• TASK DESCRIPTION
Return each line of the records below that contains the word "vine", copied without any change.

• DATA EXCERPTS
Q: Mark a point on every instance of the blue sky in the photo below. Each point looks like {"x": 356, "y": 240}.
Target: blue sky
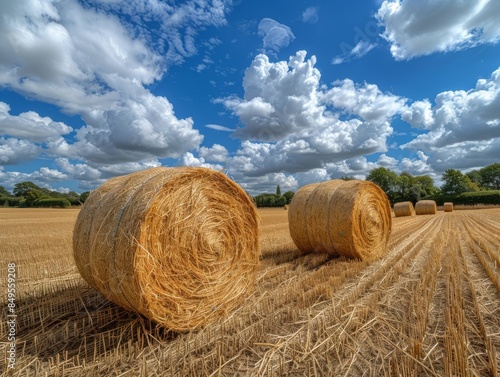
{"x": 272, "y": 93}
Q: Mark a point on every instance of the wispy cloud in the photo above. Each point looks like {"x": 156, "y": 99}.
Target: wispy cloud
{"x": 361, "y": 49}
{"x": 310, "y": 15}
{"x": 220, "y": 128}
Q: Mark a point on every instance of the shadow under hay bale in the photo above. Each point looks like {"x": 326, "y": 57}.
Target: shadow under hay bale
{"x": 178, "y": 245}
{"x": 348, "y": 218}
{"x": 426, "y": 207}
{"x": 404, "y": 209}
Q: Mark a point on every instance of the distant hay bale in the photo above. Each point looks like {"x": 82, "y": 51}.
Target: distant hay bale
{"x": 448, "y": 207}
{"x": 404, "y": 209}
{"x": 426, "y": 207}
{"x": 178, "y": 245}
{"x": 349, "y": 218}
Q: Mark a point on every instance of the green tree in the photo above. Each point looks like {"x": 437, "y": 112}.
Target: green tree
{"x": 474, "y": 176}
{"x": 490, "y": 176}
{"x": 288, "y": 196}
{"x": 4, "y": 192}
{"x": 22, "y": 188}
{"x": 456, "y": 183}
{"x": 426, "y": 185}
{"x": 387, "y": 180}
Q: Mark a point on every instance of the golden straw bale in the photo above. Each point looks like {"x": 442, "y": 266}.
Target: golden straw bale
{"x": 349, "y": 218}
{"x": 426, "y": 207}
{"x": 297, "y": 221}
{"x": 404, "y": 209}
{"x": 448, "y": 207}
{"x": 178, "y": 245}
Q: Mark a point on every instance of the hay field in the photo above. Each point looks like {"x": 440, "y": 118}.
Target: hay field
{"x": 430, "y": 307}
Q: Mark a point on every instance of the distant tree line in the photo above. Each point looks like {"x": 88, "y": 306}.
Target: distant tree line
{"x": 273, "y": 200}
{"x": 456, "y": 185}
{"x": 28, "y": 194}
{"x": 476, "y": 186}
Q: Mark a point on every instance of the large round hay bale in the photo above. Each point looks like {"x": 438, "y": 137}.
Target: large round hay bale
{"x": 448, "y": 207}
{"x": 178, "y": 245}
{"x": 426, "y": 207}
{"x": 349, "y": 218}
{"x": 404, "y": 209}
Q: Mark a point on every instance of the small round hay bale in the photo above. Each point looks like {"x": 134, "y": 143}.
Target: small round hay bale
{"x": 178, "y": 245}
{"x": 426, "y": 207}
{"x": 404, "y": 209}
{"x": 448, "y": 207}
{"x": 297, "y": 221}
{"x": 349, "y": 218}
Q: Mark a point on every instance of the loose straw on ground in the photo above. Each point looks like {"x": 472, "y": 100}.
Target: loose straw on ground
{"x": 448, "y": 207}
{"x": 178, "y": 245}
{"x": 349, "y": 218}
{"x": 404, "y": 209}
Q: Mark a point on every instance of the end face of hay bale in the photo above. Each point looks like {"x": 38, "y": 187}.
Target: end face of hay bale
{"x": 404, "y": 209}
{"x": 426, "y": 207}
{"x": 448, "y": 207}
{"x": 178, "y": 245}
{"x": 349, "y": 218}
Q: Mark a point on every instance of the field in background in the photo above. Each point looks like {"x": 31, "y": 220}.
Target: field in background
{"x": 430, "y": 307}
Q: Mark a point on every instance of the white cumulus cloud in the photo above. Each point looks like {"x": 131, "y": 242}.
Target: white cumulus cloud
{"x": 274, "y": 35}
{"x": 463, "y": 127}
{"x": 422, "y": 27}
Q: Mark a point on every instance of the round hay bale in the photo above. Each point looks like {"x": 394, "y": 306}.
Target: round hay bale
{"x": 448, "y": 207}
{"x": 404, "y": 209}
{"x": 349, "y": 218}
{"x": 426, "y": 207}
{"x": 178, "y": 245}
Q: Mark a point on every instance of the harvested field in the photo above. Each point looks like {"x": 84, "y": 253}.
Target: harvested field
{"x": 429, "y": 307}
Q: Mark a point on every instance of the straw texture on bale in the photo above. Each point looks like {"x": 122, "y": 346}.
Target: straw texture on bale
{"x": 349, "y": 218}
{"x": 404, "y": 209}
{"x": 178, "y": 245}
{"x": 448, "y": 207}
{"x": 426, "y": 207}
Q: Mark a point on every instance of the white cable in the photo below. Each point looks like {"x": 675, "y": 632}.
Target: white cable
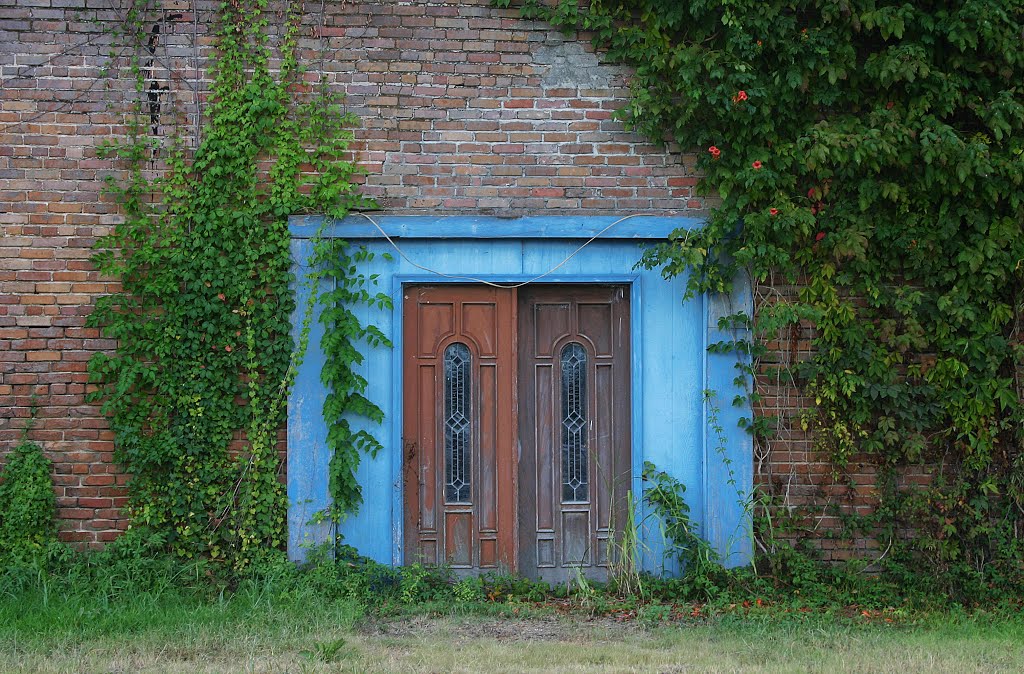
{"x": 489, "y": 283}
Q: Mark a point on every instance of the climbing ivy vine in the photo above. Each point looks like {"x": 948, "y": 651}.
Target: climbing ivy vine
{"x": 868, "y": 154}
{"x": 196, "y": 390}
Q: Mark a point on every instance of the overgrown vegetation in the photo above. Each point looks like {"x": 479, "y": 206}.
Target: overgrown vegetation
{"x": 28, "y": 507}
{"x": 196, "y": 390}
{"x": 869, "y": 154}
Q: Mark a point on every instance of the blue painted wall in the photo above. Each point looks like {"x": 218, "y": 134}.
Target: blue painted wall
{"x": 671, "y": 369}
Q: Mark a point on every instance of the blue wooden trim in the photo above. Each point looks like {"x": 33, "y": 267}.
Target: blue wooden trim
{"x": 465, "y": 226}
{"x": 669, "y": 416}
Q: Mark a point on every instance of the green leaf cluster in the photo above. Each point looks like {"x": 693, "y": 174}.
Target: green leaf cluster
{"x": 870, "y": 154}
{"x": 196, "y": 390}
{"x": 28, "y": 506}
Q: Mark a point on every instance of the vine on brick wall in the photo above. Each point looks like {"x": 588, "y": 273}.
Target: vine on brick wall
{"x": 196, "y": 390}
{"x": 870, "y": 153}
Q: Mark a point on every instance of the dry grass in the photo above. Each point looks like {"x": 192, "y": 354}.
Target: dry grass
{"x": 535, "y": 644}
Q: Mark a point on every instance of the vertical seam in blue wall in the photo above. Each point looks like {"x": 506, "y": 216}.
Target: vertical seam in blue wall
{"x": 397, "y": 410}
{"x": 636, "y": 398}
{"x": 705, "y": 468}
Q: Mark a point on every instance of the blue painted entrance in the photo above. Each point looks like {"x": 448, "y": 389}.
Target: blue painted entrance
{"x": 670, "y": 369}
* * *
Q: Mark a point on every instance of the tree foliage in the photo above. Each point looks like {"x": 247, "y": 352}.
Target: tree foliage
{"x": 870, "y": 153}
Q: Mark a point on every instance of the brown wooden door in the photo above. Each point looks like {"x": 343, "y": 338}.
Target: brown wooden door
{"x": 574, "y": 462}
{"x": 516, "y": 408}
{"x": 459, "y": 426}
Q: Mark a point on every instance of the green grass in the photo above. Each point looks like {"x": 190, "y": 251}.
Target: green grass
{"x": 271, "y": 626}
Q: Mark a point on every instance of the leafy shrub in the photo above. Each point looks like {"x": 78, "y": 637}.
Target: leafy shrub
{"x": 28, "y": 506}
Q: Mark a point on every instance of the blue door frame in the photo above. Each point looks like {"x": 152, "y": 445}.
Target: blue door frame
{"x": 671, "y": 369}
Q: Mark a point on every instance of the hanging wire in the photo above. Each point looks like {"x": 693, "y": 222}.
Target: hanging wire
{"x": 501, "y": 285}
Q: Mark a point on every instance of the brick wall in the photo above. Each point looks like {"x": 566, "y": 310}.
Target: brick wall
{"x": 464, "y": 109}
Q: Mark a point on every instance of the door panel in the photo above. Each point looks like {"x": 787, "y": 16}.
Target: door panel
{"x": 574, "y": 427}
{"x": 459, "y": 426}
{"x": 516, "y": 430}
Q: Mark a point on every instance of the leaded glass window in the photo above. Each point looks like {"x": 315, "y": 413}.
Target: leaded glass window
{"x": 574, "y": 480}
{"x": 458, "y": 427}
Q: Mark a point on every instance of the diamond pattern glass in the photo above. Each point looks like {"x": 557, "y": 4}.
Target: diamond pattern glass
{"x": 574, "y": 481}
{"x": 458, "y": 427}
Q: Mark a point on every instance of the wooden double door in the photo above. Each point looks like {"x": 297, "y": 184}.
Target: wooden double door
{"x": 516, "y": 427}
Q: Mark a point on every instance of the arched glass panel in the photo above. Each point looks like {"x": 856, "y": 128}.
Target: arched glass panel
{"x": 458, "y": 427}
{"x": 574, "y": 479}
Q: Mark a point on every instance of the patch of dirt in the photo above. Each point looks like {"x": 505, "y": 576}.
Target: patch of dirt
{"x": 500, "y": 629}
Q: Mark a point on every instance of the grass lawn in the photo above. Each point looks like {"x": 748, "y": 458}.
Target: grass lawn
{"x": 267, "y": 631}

• SOLUTION BELOW
Q: Mark a point on every instance of the climbing ivy vine in the photo above. Each point looks like {"x": 948, "y": 651}.
Target: climbing ivy vine
Q: Mark a point on every instance of the vine on brick wall in the photo above. Each point looks like {"x": 588, "y": 273}.
Target: vine on brick wall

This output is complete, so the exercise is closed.